ムギ:あれ?田んぼの横にある棒をいじってるよ
デン:ほんとだ、棒をいじってる
ヨンマル:あれは【暗渠(あんきょ)】を開けてるんだね
ムギ:あんきょ?
デン:なにそれ?おいしいの?
ヨンマル:食べ物じゃないよ。この時期に暗渠を開けるってことは【土用干し(どようぼし)】だね。
ムギ:どようぼし?
デン:おいしそう。。。
ヨンマル:(笑)今日は【土用干し】を解説するね
土用干しとはなんなの?

[種まきから80日頃]2021年7月31日、岡本農産では土用干しを行いました。土用干しとは、田んぼの水を抜いて約7日間土を乾かす作業になります。「中干し」とも言われるそうなのですが、うちの地域では昔から土用干しと呼ばれています。夏の土用(7月20日頃から立秋の前日までの一年中で最も暑い時期)に行うことから親しみを込めて”土用干し”と呼びます。
土用干ししたらどうなるの?

- 稲の根っこが強くなる
- 酸素を与え、土の中の有害なガスを抜く
- 過剰な分けつを抑える
- 土が固くなり、その後の農作業の効率を高める
①稲の根っこが強くなる
田んぼの水を抜いて、約7日間土を乾かすと土の表面がひび割れてきます。と同時に、稲の根っこが切られて傷みます。土用干しが終わり田んぼに水が入ると、稲は傷んだ根っこを修復しようとして根をしっかり張ろうと頑張ります。結果、傷んだ根っこは前にも増してより強くなります。
②酸素を与え、土の中の有害なガスを抜く
田植えからずっと水がはられた状態なので、土壌は酸素が不足し、有害なガスが発生しやすい状態です。土用干しで土にひび割れを起こすことにより土壌に酸素を供給して、同時に有害なガスを抜いてあげることができます。

- _課題内容_
土用干しを解説した文章の続きを、最後の文のあとから書き進めてください。

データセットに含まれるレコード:

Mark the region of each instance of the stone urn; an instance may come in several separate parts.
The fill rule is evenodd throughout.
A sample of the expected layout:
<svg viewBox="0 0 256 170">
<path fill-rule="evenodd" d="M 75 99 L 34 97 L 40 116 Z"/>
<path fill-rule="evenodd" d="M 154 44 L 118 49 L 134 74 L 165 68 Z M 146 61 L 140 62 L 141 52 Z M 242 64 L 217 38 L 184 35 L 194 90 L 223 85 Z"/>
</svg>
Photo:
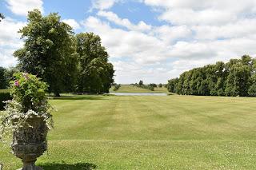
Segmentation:
<svg viewBox="0 0 256 170">
<path fill-rule="evenodd" d="M 14 132 L 11 152 L 22 159 L 22 170 L 42 170 L 35 166 L 37 158 L 47 149 L 48 128 L 43 117 L 28 118 L 26 125 Z"/>
</svg>

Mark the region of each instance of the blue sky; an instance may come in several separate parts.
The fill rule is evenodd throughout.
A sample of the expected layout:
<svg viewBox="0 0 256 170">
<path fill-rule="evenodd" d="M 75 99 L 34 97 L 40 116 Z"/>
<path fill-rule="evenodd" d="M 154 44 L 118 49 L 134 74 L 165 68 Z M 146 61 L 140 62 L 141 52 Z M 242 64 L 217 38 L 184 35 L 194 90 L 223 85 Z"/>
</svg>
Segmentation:
<svg viewBox="0 0 256 170">
<path fill-rule="evenodd" d="M 58 12 L 102 38 L 117 83 L 166 83 L 194 67 L 255 56 L 256 0 L 0 0 L 0 65 L 17 64 L 28 10 Z"/>
</svg>

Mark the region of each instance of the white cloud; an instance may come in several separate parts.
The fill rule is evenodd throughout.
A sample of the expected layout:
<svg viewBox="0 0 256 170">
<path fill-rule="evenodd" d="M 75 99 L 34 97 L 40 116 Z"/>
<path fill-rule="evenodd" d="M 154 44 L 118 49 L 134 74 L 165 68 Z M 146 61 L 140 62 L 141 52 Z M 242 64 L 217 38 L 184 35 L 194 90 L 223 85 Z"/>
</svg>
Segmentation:
<svg viewBox="0 0 256 170">
<path fill-rule="evenodd" d="M 114 29 L 95 17 L 83 22 L 87 31 L 100 35 L 112 57 L 132 57 L 136 62 L 154 63 L 168 57 L 170 52 L 166 43 L 142 32 Z"/>
<path fill-rule="evenodd" d="M 94 0 L 92 2 L 92 9 L 106 10 L 111 8 L 114 3 L 122 0 Z"/>
<path fill-rule="evenodd" d="M 12 13 L 18 15 L 26 16 L 27 12 L 38 9 L 43 12 L 42 0 L 6 0 L 8 8 Z"/>
<path fill-rule="evenodd" d="M 17 22 L 10 18 L 0 22 L 0 45 L 9 45 L 13 48 L 21 46 L 21 34 L 18 31 L 25 26 L 26 23 Z"/>
<path fill-rule="evenodd" d="M 23 45 L 20 39 L 21 34 L 18 31 L 25 25 L 25 22 L 17 22 L 10 18 L 6 18 L 0 22 L 1 66 L 13 66 L 16 64 L 16 58 L 12 54 Z"/>
<path fill-rule="evenodd" d="M 113 12 L 107 11 L 99 11 L 97 14 L 98 16 L 104 17 L 107 18 L 109 21 L 114 22 L 117 25 L 124 26 L 130 30 L 135 31 L 147 31 L 151 30 L 151 26 L 146 24 L 144 22 L 141 21 L 138 25 L 132 24 L 128 19 L 122 19 L 118 18 L 118 16 Z"/>
<path fill-rule="evenodd" d="M 167 45 L 170 43 L 173 44 L 175 41 L 178 41 L 181 38 L 191 38 L 192 36 L 191 30 L 185 25 L 176 26 L 163 25 L 154 27 L 152 34 L 164 41 Z"/>
<path fill-rule="evenodd" d="M 74 19 L 63 19 L 62 22 L 70 25 L 74 30 L 80 29 L 80 25 Z"/>
</svg>

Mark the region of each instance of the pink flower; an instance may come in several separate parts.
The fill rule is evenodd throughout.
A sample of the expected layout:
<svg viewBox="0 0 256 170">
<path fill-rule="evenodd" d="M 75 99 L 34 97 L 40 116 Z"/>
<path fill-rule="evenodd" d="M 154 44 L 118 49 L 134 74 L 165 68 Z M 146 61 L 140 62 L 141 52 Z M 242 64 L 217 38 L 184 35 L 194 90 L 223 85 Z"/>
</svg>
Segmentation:
<svg viewBox="0 0 256 170">
<path fill-rule="evenodd" d="M 19 86 L 19 83 L 18 83 L 18 81 L 14 81 L 14 85 L 18 87 Z"/>
<path fill-rule="evenodd" d="M 26 80 L 29 79 L 28 73 L 22 73 L 23 77 L 26 78 Z"/>
</svg>

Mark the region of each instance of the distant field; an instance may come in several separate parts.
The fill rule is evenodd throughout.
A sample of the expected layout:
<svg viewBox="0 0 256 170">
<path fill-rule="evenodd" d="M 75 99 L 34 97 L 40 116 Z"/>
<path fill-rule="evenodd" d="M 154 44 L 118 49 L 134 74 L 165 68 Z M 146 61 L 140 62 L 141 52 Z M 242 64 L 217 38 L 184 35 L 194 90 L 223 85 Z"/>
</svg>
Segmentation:
<svg viewBox="0 0 256 170">
<path fill-rule="evenodd" d="M 120 93 L 167 93 L 167 89 L 165 87 L 162 88 L 154 88 L 154 91 L 145 89 L 142 88 L 136 87 L 131 85 L 121 85 L 121 87 L 117 90 L 113 90 L 114 86 L 111 87 L 110 92 L 120 92 Z"/>
<path fill-rule="evenodd" d="M 70 96 L 50 103 L 47 169 L 256 169 L 256 98 Z M 4 169 L 21 161 L 0 145 Z M 75 166 L 74 166 L 75 165 Z"/>
</svg>

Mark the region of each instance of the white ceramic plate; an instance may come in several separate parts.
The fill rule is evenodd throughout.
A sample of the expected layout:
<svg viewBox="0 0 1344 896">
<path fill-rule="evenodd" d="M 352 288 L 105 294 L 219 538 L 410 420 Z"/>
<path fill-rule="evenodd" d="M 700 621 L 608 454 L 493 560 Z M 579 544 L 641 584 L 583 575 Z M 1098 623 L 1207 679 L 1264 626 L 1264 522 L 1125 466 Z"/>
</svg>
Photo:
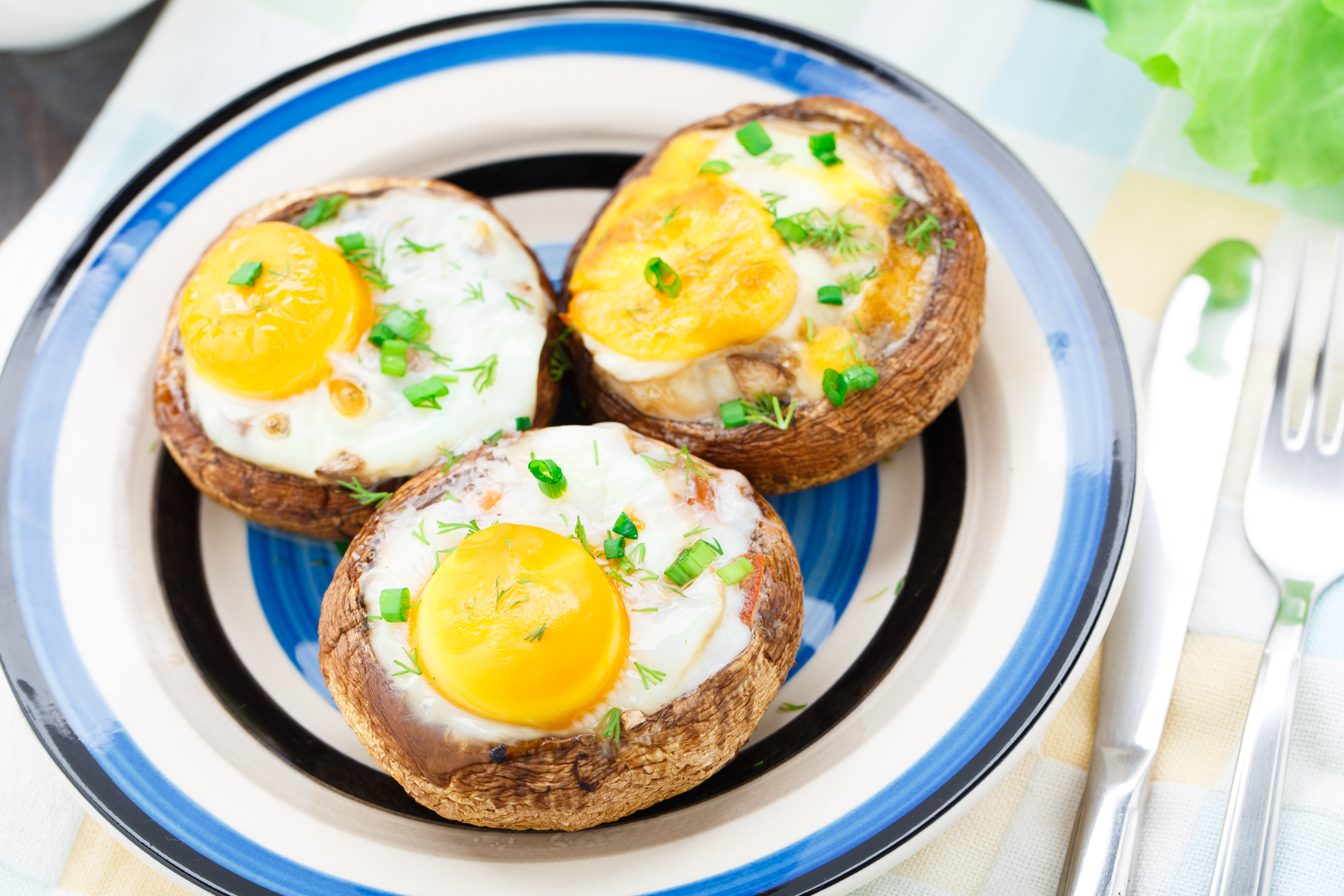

- _解答_
③過剰な分けつを抑える
夏の土用のこの時期は”分けつ”が大変盛んな時期です。水をはった状態だと、どんどん分けつが進み、どんどん株の数が増えます。”増えると良いんじゃない?”と思われると思いますが、そうではないんです。増えすぎた株たちには十分な栄養が行き届きません。十分な栄養が行き届かないから稲の実(お米)が成熟しないんです。この過剰な分けつのことを【無効分けつ】と呼びます。土用干しをすることで、土を乾かし、この過剰な分けつ【無効分けつ】を抑えこみます。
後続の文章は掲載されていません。